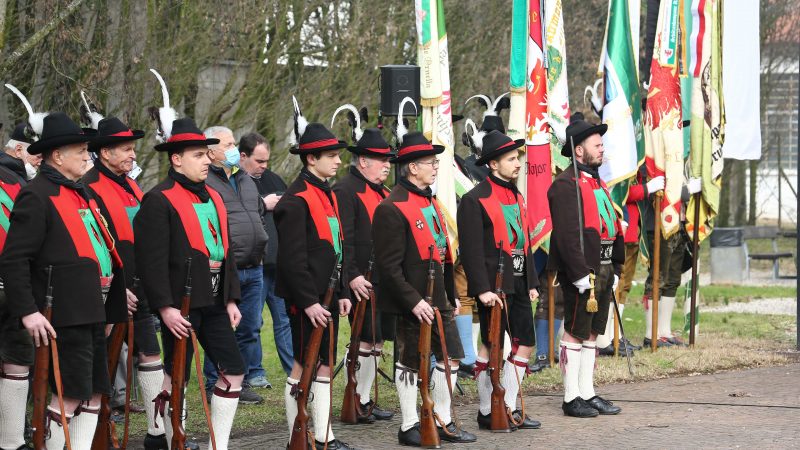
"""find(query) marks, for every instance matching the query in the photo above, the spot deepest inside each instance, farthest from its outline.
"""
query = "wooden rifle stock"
(300, 436)
(41, 374)
(351, 405)
(499, 419)
(427, 423)
(179, 368)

☆ ☆ ☆ ☆

● Exercise task: Express all of the items above as a two-column CSV with the headers input and output, one row per item, where each row holds the item's text and its answer, each enclosed in a single quoted field with line breaks replaced by spaces. Leave the pictures out.

● Finished task:
input,output
"""""""find(query) marks, for every instance matching the query in the photo above, the spot deepest inside each instance, farthest from its outline. """""" query = ""wooden rifle stock""","(300, 436) (41, 374) (351, 405) (499, 419) (427, 423) (179, 368)"